_SHORT PROBLEM A_.
Answer these about the passage on Religio Laici:
(i) What verse form is the poem written in?
(ii) Who wrote the book whose English translation prompted the poem?
(iii) Besides the issues raised by that book, which religious movement of the time does the poem take up by name?

_DOCUMENT_.

-=-=-

Religio Laici, Or A Layman's Faith (1682) is a poem written in heroic couplets by John Dryden. It was written in response to the publication of an English translation of the Histoire critique due vieux testament by the French cleric Father Richard Simon. Simon's book applied detailed criticism to the textual history of the Bible and argued that, given the compromised nature of much of the Bible, Christians would do better to base their faith on the history and traditions of the Roman Catholic Church.

The tendency of Simon's book was to undermine Protestantism, which prioritises the authority of the Bible over the traditions and rituals of the Catholic Church, and so Dryden set out in Religio Laici to address the issues raised by Simon's book, along with other religious issues of his times such as Deism, in order to assert the validity of the teachings of the Church of England.

-=-=-

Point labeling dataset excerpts
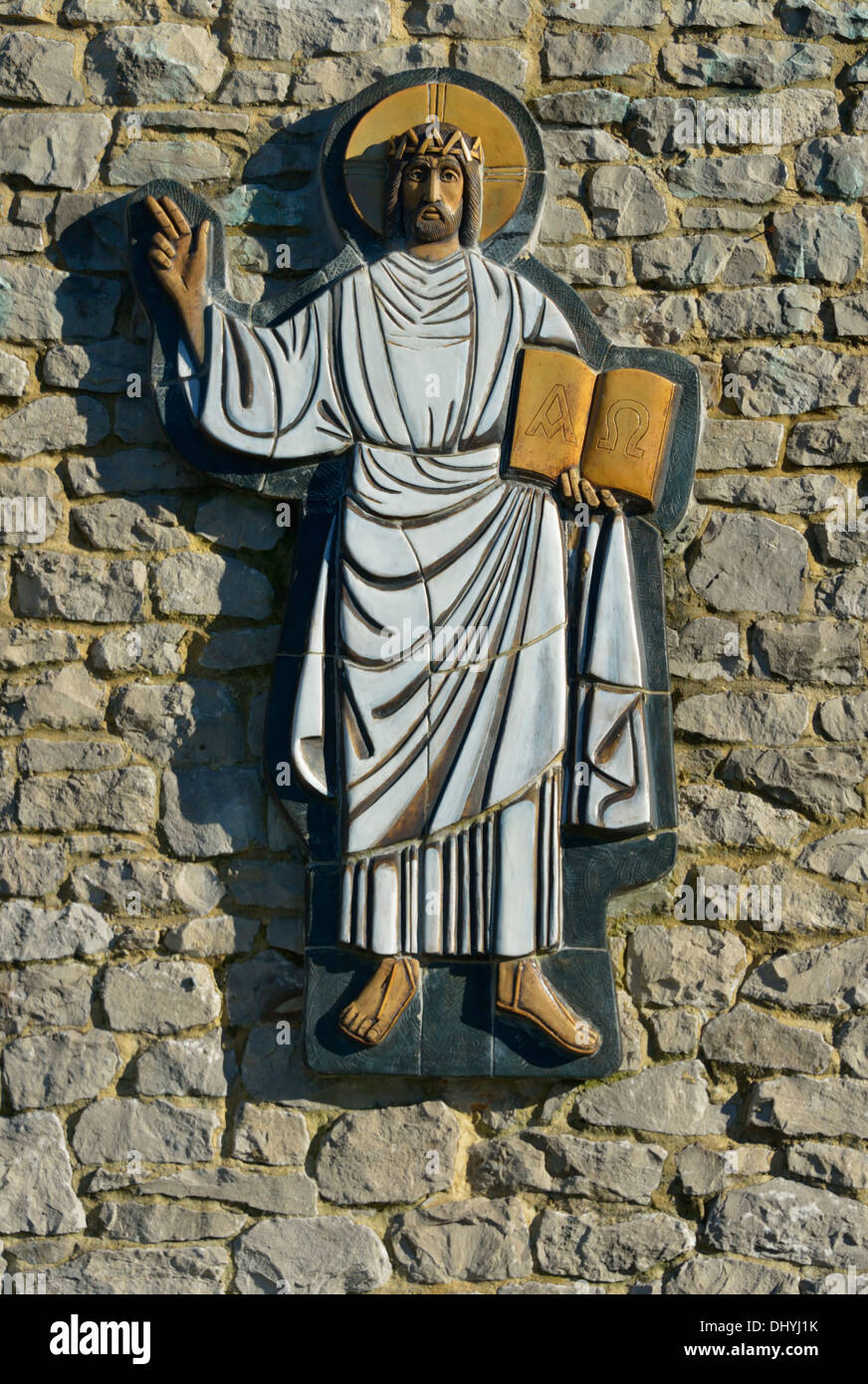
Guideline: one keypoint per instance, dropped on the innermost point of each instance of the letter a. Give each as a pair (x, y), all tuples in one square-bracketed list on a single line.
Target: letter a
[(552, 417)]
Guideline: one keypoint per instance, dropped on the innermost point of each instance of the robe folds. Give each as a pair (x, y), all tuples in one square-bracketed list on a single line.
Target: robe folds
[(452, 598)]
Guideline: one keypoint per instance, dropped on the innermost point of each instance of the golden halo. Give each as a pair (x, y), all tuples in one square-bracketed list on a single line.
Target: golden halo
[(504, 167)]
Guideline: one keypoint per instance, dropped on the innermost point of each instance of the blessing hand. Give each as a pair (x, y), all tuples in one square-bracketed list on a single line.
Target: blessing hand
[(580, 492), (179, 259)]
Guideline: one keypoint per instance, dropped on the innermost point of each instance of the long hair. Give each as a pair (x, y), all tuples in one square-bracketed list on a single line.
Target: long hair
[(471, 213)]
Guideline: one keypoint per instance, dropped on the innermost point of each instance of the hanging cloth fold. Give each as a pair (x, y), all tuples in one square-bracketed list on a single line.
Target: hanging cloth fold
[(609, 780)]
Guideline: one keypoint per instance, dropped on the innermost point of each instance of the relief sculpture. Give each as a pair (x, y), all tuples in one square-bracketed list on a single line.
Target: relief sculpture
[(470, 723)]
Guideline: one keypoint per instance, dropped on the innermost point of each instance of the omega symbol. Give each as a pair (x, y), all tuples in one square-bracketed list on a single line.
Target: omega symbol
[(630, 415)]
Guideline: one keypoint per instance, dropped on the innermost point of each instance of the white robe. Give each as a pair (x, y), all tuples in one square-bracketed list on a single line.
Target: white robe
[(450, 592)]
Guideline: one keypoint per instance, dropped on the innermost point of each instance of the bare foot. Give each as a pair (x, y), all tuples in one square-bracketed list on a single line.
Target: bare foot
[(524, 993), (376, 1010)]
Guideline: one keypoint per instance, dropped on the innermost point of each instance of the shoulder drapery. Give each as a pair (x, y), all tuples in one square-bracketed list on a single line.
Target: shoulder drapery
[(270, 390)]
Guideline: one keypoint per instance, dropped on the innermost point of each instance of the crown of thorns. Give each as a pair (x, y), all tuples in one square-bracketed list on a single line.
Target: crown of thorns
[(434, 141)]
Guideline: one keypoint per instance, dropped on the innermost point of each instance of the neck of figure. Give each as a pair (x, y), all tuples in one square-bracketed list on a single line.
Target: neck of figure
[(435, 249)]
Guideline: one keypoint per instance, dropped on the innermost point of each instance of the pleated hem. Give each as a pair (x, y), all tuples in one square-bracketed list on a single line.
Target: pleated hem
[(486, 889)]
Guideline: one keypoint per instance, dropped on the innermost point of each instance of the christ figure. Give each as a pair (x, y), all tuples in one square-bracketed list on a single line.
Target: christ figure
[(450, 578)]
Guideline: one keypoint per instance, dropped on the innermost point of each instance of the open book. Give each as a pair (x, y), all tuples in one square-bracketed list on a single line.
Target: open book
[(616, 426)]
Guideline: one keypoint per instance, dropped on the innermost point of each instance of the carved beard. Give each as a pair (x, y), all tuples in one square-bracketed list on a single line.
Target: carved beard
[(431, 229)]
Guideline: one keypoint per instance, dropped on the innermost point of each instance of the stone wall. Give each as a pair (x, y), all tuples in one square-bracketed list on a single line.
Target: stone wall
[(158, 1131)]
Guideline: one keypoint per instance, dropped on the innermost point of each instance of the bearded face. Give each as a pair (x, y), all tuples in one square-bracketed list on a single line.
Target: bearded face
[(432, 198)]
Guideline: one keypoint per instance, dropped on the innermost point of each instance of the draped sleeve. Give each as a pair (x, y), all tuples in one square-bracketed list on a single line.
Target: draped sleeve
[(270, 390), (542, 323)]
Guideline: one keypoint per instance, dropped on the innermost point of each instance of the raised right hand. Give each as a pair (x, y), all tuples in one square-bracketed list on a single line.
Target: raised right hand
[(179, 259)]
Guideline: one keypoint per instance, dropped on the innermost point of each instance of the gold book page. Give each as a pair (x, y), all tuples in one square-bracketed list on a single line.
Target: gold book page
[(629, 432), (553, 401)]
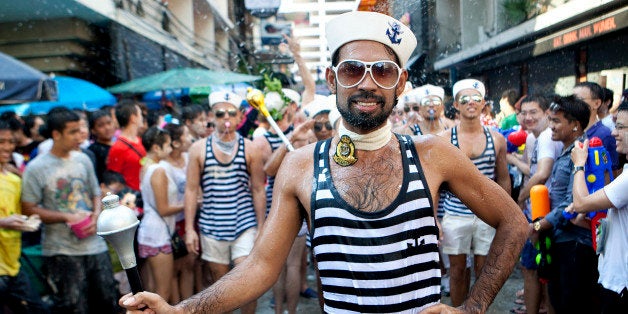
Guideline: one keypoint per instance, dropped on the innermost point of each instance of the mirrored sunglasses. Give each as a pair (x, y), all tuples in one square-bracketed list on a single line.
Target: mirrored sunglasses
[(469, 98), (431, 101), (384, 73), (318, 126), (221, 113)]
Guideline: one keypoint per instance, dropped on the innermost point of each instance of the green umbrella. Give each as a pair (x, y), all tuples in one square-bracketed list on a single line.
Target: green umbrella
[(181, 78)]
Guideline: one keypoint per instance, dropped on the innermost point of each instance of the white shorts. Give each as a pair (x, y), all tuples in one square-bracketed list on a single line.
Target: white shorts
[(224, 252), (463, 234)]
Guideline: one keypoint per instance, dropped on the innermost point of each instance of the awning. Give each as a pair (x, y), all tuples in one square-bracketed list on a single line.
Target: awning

-=-=-

_SHORT PROBLEM B_.
Repeat the lines of the listing above, starting at the line that contains "of the draped" and ending at the last line of the listing. Leave out the pictures.

_FINAL RESULT A_.
(i) Heroic couplets.
(ii) The French cleric Father Richard Simon.
(iii) Deism.

_FINAL RESULT B_.
Guideline: one keypoint per instance, dropped on the innermost point of each instance of the draped sleeve. Give each as a pair (x, y), all tuples in one square-bracketed list on a single line.
Target: draped sleeve
[(270, 390), (542, 323)]
Guideline: one keypoint per instance, dropped on the innermost point of each instance of the raised right hand. Give each as a pair (x, y), all tuples in one square-bracketed list on a single line.
Target: raised right hand
[(179, 259)]
Guideline: one keypoint per instance, dropped on the innermost point of each instance of the gold book page. Give each as a pair (x, y), all tuples in one square-bracketed list on a single line.
Target: gold book page
[(629, 432), (553, 401)]
Guideline: one keypoint per instance, dropped on the innermost point of each instance of the mirrored sunglasses. Give each as a pair (x, y), all tuples in one square-bracketed list on a single line.
Target: mirrored sunglasses
[(469, 98), (431, 101), (384, 73), (318, 126), (221, 113)]
Guideline: one keypoint per instance, dropped on the innermost point of each instance of the green umbrella. Give each as a pair (x, y), all tuples in one square-bracketed list on a single line.
Target: green umbrella
[(181, 78)]
Guideline: one keypoint per instance, dropped on the innermost point of each instance of the white shorts. Give each as a pair (x, y), all tuples in one square-bracketed list on a single line.
Target: white shorts
[(224, 252), (463, 234)]
Guideline: one keypoint per instance, dropped on the innermost point of each instance of the awning. Give each as a pair (x, y), all tuples in one square-bracketed list on a single line.
Target: awning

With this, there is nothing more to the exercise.